Some records
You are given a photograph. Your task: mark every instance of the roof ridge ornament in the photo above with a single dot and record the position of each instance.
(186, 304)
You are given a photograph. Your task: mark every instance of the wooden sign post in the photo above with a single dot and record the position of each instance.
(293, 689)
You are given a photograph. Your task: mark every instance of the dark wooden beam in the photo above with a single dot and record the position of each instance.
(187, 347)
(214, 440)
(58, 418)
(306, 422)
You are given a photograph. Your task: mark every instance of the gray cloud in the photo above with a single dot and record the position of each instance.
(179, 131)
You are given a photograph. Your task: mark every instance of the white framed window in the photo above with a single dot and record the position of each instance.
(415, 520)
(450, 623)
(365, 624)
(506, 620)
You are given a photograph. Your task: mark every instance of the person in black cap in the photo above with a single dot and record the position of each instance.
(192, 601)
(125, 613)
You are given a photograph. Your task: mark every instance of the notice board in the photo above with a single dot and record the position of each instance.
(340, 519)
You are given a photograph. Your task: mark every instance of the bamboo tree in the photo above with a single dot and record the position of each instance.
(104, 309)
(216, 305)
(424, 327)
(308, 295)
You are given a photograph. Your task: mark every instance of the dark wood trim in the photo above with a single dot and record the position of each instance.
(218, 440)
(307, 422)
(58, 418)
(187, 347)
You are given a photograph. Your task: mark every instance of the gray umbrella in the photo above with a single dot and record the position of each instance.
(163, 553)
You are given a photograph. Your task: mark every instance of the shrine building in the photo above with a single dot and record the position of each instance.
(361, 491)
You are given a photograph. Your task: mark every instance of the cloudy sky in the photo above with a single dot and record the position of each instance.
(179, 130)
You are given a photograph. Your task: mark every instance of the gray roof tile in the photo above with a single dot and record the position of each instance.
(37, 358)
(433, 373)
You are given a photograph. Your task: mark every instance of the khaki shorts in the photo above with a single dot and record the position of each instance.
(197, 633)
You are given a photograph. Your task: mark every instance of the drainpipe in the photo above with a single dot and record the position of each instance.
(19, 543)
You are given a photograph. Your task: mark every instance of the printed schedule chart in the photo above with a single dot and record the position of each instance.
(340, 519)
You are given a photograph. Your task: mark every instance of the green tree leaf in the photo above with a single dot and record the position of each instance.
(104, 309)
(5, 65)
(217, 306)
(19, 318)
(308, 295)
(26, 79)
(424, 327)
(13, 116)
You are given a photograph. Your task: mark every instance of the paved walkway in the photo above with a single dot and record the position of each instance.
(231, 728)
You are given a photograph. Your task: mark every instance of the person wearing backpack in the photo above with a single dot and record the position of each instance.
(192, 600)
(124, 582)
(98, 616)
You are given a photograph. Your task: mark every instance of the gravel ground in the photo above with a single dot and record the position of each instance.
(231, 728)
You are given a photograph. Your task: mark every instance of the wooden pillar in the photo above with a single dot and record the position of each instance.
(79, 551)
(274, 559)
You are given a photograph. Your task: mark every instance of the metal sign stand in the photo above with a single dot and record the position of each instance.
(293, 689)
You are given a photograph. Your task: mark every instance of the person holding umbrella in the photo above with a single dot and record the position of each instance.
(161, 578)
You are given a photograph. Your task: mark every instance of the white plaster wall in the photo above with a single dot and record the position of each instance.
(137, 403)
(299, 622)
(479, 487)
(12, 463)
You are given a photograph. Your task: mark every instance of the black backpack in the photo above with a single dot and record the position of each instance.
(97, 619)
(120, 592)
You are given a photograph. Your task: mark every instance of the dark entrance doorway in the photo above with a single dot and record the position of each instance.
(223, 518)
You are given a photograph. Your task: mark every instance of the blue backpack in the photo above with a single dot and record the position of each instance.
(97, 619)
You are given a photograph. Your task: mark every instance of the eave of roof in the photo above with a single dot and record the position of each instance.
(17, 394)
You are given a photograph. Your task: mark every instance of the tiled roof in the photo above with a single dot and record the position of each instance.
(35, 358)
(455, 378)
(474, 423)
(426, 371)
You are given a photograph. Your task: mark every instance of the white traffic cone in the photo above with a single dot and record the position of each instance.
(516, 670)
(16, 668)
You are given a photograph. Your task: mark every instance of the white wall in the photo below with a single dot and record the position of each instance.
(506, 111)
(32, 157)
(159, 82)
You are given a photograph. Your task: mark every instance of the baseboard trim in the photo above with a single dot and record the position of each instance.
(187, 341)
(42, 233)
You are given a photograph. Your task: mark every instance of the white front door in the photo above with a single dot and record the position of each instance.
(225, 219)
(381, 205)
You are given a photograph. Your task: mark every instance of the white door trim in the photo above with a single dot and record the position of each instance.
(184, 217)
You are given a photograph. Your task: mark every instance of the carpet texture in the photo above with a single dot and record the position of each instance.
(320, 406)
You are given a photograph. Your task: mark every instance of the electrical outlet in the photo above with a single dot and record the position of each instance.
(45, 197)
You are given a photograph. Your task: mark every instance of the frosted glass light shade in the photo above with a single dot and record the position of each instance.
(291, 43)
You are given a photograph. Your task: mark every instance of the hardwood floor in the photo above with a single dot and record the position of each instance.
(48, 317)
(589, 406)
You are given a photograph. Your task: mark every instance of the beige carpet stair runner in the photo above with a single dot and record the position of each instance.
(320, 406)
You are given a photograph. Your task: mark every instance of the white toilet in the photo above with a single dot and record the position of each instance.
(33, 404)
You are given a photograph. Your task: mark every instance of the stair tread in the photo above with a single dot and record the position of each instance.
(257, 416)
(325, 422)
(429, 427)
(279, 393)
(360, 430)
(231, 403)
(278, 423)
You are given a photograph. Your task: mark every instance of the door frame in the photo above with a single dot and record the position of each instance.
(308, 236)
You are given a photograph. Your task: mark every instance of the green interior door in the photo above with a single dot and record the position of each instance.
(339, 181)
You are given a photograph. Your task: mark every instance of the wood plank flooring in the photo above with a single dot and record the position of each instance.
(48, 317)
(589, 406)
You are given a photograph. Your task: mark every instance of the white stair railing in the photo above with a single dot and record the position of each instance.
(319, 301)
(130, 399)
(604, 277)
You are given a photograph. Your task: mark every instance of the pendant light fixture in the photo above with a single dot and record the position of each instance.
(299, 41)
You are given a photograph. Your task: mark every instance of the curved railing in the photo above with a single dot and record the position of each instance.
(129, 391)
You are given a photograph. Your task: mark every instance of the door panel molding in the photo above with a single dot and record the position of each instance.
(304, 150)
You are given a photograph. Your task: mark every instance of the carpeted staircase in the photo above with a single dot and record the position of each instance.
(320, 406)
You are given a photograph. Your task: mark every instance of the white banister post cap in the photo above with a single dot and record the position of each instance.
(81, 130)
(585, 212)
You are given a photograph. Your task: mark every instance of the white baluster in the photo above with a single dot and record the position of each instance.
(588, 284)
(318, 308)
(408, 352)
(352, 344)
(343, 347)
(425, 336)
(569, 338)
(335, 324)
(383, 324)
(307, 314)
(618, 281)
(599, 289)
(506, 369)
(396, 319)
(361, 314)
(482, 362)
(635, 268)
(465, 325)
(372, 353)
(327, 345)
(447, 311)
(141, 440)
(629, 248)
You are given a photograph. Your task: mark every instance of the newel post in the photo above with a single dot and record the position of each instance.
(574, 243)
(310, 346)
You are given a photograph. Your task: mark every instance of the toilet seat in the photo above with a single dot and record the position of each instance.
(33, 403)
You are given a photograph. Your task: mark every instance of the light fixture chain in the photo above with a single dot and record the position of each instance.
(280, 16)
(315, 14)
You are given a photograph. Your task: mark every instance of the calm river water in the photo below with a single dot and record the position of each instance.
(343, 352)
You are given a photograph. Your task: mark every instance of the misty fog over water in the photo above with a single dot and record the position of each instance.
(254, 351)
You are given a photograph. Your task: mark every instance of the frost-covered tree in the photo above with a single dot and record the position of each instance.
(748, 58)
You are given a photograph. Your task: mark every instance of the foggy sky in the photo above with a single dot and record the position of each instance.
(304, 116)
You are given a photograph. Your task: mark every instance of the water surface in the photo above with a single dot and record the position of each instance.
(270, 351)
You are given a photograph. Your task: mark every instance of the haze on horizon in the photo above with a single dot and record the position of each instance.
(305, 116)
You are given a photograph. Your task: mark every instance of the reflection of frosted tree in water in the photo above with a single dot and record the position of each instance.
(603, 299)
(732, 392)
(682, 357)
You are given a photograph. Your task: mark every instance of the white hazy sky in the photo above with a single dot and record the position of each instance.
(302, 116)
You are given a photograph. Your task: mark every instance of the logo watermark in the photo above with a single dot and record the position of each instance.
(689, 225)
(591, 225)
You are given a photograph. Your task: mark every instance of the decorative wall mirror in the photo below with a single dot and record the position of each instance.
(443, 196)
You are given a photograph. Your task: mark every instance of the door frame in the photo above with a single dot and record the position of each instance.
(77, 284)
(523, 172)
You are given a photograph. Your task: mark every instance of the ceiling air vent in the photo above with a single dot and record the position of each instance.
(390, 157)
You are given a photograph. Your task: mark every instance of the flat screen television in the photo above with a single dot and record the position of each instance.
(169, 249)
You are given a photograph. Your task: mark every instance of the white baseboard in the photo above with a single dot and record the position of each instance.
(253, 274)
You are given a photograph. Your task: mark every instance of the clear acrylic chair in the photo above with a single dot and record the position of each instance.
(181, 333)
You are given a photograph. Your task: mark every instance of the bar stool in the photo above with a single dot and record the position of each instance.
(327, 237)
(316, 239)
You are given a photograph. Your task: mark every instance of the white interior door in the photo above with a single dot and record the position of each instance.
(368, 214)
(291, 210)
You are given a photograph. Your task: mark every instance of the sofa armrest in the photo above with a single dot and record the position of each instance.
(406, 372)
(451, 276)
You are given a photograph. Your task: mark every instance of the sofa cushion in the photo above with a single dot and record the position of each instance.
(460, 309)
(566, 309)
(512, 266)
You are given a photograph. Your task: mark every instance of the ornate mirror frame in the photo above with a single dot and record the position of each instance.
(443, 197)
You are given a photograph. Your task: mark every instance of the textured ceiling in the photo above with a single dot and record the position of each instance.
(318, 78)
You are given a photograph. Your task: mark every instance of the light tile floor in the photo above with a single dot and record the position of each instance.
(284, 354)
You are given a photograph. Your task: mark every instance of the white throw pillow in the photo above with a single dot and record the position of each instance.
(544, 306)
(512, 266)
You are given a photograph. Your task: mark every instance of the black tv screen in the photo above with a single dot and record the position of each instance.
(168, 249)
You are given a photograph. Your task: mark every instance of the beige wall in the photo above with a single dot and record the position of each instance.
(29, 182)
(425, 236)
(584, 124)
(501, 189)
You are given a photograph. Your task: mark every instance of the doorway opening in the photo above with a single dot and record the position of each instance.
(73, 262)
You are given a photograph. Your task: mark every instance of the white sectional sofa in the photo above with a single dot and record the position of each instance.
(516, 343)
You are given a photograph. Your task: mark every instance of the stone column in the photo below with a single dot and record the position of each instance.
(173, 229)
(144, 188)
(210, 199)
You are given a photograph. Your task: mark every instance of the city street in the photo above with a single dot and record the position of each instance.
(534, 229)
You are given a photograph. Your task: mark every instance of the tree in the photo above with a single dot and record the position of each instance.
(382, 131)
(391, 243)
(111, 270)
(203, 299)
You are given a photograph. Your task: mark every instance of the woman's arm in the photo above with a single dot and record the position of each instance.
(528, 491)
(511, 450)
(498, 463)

▶ _Challenge_:
Quote exactly the line containing "of the stone" and every later line through the end of the listing, and no other lines.

▶ _Solution to this task_:
You are given a photograph. Your task: mark every instance of the stone column in the photo below with a single dot and record the position of each instance.
(173, 229)
(144, 188)
(210, 199)
You are given a photograph. Your task: mark every instance of the city street in the photo above with a single dot and record the position of each instance.
(534, 229)
You are given a photograph. Your task: mark every instance of the tree in the photo above with a single dot and record the position of each instance.
(382, 131)
(391, 243)
(111, 270)
(203, 299)
You are given a photograph. Your task: mark every instance of the woman's arm in the photo above with a single dot and record the position of each instance.
(528, 491)
(511, 450)
(498, 463)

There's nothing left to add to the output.